### Task to complete
Return the lines beginning at the one that contains "Can you see the hill here?" and continuing to the end of the entries, including both ends, exactly as written and nothing else.
Stored data Block Start
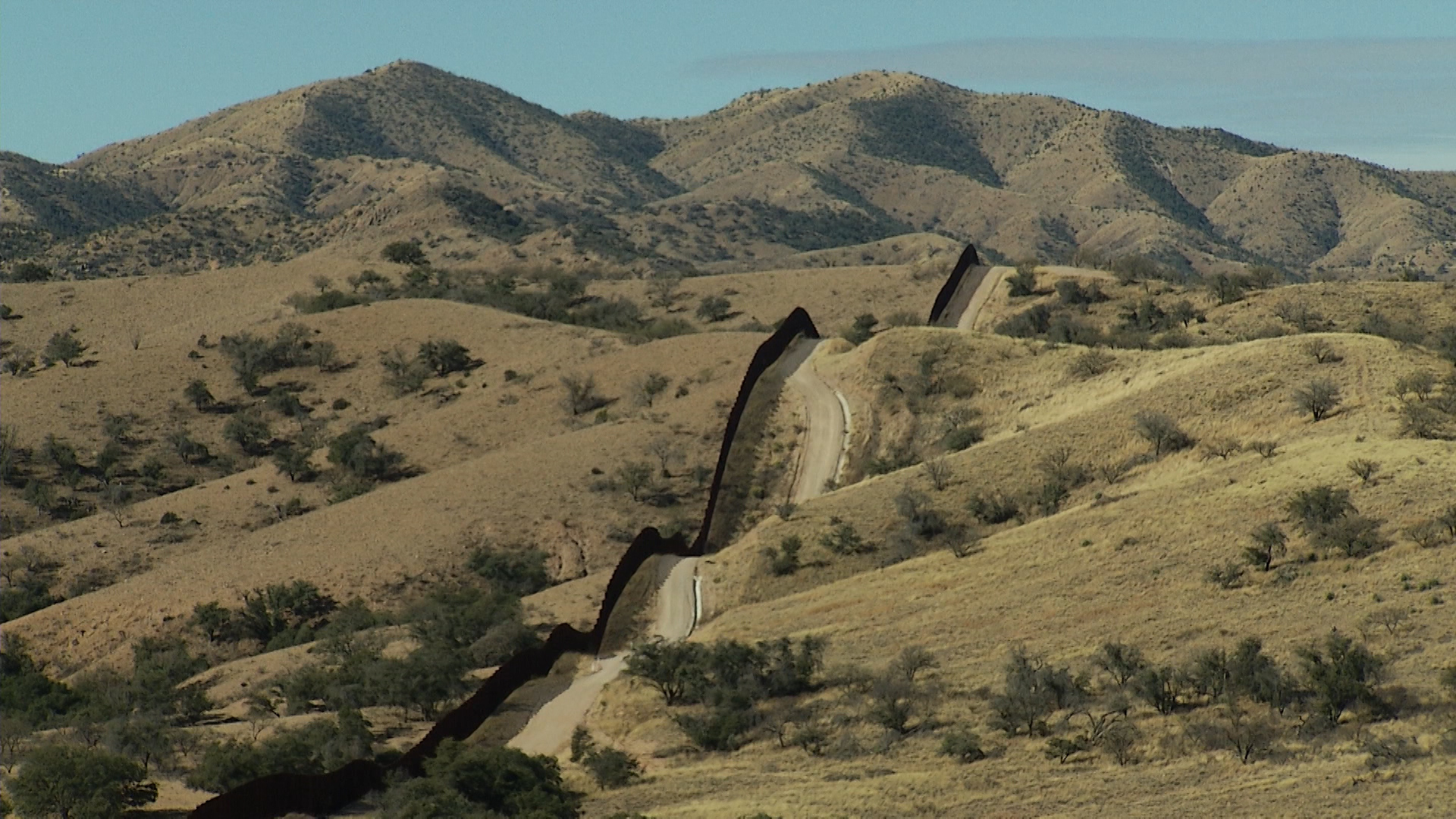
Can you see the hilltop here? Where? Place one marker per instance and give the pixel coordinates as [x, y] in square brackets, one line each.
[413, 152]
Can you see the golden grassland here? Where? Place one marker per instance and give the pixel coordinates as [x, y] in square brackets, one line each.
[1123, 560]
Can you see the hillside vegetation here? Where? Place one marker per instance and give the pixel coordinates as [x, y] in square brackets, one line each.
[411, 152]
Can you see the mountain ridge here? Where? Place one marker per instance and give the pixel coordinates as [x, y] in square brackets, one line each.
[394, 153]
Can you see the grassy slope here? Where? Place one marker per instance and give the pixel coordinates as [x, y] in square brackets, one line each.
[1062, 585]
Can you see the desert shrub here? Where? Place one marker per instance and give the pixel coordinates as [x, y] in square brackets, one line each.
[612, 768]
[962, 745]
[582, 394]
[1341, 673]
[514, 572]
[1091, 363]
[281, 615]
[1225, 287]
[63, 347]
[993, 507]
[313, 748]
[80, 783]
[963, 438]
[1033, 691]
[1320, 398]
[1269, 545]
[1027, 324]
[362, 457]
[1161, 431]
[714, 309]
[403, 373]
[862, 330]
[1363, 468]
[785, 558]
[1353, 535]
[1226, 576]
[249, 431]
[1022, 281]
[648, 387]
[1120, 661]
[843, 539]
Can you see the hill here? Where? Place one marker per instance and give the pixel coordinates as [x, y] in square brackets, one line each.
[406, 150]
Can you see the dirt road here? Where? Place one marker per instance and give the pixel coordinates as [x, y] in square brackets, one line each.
Stored data Block End
### Result of this exercise
Can you see the hill here? Where? Place one marker per instance and give the pixel coordinates as [x, y] in square brackets, one line each.
[406, 150]
Can you see the dirt road here? Where? Place one marker per instance and give the pixel coordinates as [x, y] in square brackets, one line each.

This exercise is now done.